** Brano da leggere **

|---|

(ANSA/ALESSANDRO DI MARCO)
La sera del 25 gennaio 2016 Giulio Regeni, un ricercatore italiano dell’università di Cambridge, scomparve al Cairo mentre stava lavorando alla sua tesi di dottorato sui sindacati egiziani. Il suo corpo venne trovato nove giorni dopo, il 3 febbraio. Era stato abbandonato ai lati di una strada e sul corpo c’erano i segni di innumerevoli torture. «Ho riconosciuto mio figlio solo dalla punta del naso», ha raccontato sua madre, Paola Regeni. Due anni dopo, nonostante i forti sospetti sul coinvolgimento delle autorità egiziane nel sequestro e nell’omicidio, non si conoscono ancora i responsabili e le indagini sembrano essere arrivate a un punto morto.
Cosa sappiamo degli ultimi giorni di Regeni
Alle 19.41 del 25 gennaio Regeni mandò un messaggio alla sua ragazza: «Esco». Fu il suo ultimo messaggio, scritto mentre stava raggiungendo a piedi la fermata della metropolitana più vicina a casa sua. Regeni, che aveva 28 anni, viveva in un appartamento nel quartiere Dokki di Giza, una città a una ventina di chilometri a sud-ovest del Cairo. Era uscito per raggiungere la festa di compleanno di un amico, organizzata vicino a piazza Tahir, la piazza più importante del Cairo.
Regeni era stato a casa tutto il giorno, anche perché il 25 gennaio non era una data come le altre: era il quinto anniversario della rivoluzione del 2011, quella che portò alla caduta di Mubarak e alla successiva ascesa dei Fratelli Musulmani. La situazione non era tranquilla, come tutti i 25 gennaio dal 2011 a oggi: nelle ore precedenti la polizia egiziana aveva compiuto migliaia di perquisizioni per bloccare iniziative e proteste contro il governo del presidente Abdel Fattah al Sisi. Il quartiere un po’ periferico dove viveva Regeni, comunque, non ne era stato coinvolto. Regeni scomparve quella sera nel tragitto da casa sua al posto dove era stata organizzata la festa con gli amici. Su quello che accadde tra la sera del 25 gennaio e il 3 febbraio ci sono solo sospetti.

|---|

** Voci del dataset **
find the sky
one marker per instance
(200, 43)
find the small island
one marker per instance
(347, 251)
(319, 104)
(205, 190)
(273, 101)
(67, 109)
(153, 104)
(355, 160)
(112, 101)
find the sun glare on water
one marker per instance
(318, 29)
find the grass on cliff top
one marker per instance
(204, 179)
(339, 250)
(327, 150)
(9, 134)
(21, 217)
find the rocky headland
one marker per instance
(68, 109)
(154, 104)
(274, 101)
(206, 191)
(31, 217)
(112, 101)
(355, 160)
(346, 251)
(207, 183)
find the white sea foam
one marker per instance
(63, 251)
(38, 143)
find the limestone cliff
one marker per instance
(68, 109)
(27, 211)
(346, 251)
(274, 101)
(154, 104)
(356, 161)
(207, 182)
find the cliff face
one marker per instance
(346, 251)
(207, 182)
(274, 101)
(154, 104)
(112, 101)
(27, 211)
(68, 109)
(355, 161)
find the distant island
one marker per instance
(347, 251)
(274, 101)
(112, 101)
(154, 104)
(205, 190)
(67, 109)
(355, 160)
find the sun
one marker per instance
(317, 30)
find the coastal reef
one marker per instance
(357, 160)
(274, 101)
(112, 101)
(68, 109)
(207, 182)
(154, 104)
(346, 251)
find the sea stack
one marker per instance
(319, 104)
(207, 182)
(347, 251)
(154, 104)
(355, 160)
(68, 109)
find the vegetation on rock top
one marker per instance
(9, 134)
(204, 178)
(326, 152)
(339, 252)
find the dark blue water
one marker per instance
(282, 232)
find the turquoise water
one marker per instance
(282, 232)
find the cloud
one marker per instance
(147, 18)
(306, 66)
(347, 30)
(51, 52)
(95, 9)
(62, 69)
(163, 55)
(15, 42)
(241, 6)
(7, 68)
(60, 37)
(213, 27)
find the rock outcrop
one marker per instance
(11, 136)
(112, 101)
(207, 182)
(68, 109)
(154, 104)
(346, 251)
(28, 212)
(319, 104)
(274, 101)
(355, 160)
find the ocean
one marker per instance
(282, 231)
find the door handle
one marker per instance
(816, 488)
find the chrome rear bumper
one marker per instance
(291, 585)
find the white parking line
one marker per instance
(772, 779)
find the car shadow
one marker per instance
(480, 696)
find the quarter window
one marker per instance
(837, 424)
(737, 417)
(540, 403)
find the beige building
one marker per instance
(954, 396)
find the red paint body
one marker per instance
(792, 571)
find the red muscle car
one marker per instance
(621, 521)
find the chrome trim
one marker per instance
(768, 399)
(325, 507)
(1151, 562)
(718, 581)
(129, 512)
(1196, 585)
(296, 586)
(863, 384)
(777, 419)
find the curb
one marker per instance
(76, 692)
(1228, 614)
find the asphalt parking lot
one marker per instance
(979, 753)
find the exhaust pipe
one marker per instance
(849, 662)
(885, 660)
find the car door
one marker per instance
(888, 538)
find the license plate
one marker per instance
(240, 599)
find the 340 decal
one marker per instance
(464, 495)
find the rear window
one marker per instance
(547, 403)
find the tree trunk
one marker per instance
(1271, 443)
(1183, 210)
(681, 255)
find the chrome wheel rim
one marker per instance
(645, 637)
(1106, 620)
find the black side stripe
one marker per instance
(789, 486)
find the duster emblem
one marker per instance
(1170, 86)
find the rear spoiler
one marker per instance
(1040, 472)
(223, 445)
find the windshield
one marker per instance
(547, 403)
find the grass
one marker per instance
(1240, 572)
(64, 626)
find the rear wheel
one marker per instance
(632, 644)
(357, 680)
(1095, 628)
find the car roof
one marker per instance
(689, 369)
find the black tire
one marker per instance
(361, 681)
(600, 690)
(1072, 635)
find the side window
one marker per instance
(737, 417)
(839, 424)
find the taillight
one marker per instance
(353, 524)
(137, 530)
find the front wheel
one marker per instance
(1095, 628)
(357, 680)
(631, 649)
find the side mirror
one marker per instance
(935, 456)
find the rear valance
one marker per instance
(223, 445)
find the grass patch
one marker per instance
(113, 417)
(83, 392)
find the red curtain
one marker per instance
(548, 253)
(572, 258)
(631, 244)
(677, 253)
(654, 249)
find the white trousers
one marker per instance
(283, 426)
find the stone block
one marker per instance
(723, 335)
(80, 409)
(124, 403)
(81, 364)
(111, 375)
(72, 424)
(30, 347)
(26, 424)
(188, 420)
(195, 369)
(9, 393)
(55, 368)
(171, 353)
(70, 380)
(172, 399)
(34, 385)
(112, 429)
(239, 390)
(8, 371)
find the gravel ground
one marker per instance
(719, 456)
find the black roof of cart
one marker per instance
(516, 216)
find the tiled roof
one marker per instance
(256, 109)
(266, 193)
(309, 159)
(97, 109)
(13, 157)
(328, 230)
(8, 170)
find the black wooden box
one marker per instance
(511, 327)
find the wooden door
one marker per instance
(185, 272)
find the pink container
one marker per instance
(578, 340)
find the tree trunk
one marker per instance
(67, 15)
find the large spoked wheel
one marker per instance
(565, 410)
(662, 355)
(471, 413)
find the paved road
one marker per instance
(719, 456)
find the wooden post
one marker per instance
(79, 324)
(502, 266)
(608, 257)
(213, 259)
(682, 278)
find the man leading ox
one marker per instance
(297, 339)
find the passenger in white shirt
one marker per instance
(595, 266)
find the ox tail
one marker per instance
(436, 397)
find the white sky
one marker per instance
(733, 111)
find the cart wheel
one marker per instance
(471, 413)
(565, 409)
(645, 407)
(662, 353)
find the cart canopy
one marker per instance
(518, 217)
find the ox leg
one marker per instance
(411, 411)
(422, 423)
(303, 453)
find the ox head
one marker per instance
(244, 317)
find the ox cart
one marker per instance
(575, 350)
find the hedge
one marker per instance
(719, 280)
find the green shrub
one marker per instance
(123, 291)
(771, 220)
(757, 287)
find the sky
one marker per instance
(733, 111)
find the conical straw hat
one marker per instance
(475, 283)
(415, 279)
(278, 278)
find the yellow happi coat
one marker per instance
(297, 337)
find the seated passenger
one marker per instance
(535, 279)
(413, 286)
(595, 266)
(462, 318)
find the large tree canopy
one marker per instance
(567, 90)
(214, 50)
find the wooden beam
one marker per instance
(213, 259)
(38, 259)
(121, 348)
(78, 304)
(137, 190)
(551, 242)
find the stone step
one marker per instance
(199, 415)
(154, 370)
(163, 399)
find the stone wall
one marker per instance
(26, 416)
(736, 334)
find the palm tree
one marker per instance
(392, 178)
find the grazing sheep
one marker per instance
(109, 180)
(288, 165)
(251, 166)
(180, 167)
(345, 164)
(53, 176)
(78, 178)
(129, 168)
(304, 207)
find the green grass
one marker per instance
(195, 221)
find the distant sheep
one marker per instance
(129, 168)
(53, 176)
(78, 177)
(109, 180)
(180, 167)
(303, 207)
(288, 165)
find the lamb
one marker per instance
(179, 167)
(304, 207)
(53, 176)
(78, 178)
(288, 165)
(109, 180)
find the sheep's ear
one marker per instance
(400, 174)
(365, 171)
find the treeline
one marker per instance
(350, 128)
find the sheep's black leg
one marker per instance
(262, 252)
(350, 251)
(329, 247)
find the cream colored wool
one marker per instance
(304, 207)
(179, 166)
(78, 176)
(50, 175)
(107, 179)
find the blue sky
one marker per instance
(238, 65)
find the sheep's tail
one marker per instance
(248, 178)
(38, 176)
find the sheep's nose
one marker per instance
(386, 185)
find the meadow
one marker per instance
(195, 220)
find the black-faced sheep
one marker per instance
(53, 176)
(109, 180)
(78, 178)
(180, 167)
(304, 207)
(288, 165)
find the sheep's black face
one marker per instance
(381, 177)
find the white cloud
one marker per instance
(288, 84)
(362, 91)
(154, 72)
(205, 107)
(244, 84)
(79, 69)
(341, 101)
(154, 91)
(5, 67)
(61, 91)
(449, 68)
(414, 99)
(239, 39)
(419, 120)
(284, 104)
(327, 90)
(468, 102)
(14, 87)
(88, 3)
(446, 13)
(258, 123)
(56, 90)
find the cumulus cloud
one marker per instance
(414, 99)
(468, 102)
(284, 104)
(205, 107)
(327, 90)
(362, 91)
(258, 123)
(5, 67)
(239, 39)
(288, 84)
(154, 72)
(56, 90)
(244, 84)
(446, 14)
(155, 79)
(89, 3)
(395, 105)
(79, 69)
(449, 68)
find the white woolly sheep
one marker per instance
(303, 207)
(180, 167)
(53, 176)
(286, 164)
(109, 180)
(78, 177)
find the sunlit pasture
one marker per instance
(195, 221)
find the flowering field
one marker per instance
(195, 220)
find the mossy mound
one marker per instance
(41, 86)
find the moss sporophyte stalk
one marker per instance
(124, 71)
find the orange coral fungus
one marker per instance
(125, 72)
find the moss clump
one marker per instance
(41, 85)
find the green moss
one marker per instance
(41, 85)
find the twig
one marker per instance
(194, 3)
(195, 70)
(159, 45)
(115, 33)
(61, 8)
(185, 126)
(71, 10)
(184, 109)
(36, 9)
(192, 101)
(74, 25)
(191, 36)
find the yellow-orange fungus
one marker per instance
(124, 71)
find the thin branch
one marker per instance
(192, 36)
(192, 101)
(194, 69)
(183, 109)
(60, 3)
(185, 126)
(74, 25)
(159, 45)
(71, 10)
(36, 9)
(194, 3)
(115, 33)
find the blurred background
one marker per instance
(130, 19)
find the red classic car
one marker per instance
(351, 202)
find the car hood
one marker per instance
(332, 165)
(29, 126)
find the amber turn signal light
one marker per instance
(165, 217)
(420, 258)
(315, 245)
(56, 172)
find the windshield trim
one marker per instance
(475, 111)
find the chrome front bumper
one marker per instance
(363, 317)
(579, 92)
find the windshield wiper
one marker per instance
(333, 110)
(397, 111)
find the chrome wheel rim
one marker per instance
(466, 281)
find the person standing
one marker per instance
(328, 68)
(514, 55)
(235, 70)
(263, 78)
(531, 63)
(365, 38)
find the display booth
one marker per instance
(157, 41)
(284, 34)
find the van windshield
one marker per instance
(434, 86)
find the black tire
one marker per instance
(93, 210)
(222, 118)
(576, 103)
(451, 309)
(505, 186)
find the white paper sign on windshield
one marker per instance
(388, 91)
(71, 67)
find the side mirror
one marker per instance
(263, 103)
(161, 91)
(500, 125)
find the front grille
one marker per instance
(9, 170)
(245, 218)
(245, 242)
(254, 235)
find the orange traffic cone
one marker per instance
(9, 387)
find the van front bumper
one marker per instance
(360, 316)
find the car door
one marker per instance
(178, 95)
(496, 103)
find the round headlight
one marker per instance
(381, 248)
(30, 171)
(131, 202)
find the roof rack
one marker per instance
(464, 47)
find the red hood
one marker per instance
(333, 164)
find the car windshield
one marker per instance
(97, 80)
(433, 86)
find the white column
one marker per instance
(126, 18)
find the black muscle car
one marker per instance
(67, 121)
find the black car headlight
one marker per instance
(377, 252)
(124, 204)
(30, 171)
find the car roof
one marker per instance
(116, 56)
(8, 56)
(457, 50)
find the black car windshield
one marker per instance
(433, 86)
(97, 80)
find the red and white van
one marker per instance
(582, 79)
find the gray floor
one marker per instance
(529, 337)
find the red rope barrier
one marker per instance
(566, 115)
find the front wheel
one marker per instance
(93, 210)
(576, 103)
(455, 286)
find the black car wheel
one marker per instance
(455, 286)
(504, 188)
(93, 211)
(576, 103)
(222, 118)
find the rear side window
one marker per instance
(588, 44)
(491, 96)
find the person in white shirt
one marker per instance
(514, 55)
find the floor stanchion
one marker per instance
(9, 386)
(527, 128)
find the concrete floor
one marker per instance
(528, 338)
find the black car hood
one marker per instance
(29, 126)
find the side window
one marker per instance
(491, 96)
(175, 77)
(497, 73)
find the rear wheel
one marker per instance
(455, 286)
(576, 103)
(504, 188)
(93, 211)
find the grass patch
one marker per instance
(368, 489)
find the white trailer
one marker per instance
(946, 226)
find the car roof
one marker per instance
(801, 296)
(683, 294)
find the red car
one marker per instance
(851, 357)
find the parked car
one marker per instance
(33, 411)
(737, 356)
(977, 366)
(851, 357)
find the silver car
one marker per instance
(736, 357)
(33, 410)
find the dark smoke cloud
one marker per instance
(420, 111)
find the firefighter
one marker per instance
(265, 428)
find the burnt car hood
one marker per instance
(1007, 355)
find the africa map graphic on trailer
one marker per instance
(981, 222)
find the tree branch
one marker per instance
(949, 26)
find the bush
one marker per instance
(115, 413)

|---|

** Requisiti dell'esercizio **
Ricopia dall'articolo su Giulio Regeni il passaggio compreso tra "La sera del 25 gennaio 2016" e "un punto morto.", estremi inclusi.

** Risposta al compito **
La sera del 25 gennaio 2016 Giulio Regeni, un ricercatore italiano dell’università di Cambridge, scomparve al Cairo mentre stava lavorando alla sua tesi di dottorato sui sindacati egiziani. Il suo corpo venne trovato nove giorni dopo, il 3 febbraio. Era stato abbandonato ai lati di una strada e sul corpo c’erano i segni di innumerevoli torture. «Ho riconosciuto mio figlio solo dalla punta del naso», ha raccontato sua madre, Paola Regeni. Due anni dopo, nonostante i forti sospetti sul coinvolgimento delle autorità egiziane nel sequestro e nell’omicidio, non si conoscono ancora i responsabili e le indagini sembrano essere arrivate a un punto morto.